You have to get this group to come up with a ranked shortlist of the five
best proposals. If you just take a vote at first, everyone will probably vote for
1

their own ideas: every proposal will get one vote, and the whole meeting will
collapse in acrimonious failure. You will have to think of how best to manage
the process of getting a consensus. You could let people vote at the end, but
not for their own project. You might try and force the different groups to
join in consortia to propose particular shortlists. You might try a preferential
voting system, or simply try and steer the discussion with assertive chairing.
Perhaps you should assemble sub­groups made up of representatives from the
different institutions to discuss separate issues (eg. infra­red vs. optical, or
ground vs. space).
In the final session, you may with to get representatives from each group to
stand up and make brief presentations, before calling for some sort of decision.
This might be dangerous, however, as it could lead to a hardening of negoti­
ating positions, and make finding a compromise acceptable to all impossible.
You should talk to all the various groups repeatedly as they work on their
proposals, and keep tabs on any consensus that might emerge. Hopefully you
can spot fights before they start and pour oil on the troubled waters.
2.2 Proposed Agenda
Bear in mind that, once this meeting has decided a priority list, it then has
to go the world governments for funding. There is no point in coming up
with a scientifically wonderful proposal that you cannot sell to the politicians.
Something exciting, thrilling, and easy to explain to numb­skull politicos is
what you need.
Secondly, you have to ensure that virtually everyone is happy with the
compromise ranking you come up with. All it takes in one irate astronomer
to go to their congressional representative and tell them that the proposal
is a big mistake, and you can say goodbye to your funding for any of these
projects. Politicians (unreasonably) require that the astronomical community
be completely uniform in its proferred views, before they will give us any
money.
You have two personal biasses, and if possible, you should steer the meeting
towards a conclusion that reflects these biasses. Firstly, history shows over and
over again that the biggest results from any new telescope or facility are not
the ones that were expected when it was built. Most of these facilities will not
see first light for years: by then, the whole field of astronomy will have moved
on. You have to make sure that whatever is funded has enough flexibility to
cope with this.

- Instruction A -
In the meeting briefing, what does the group have to come up with?
- Instruction B -
Carry on with the meeting briefing, picking up after its last sentence.

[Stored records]

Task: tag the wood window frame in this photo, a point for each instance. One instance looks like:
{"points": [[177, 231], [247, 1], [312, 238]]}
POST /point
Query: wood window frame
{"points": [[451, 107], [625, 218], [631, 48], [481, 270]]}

- Answer A -
A ranked shortlist of the five best proposals.

- Answer B -
Secondly, progress in astronomy depends on having a wide range of intelli­
gent and imaginative astronomers. You have to make sure that these facilities
can be used by young researchers, researchers at minor institutions, and from
third world countries. And you have to make sure that people with unfashion­
able, maverick ideas, can get time to try them out. If, for example, you only
2

had one, highly over­subscribed mega­facility, most of the time will tend to
go to people with political clout, doing projects which conform to the current
orthodoxy, and which have a very high probability of success. Original science,
and new researchers might be squeezed out.
Good luck!
3 You are the Anglo­Australian Observatory
3.1 Research Interests
Your main research interests concern redshift surveys.
Why are people so fixated with redshifts above 3? Over half the history
of the universe has occurred since redshift one. If we observe out to redshift
1.5, that is around 70% of the whole history of the universe! And we don't
need fancy new­fangled techniques to work at these redshifts: tried and tested
techniques will work just fine, and the galaxies we find and study are close
enough that we can really learn something about them.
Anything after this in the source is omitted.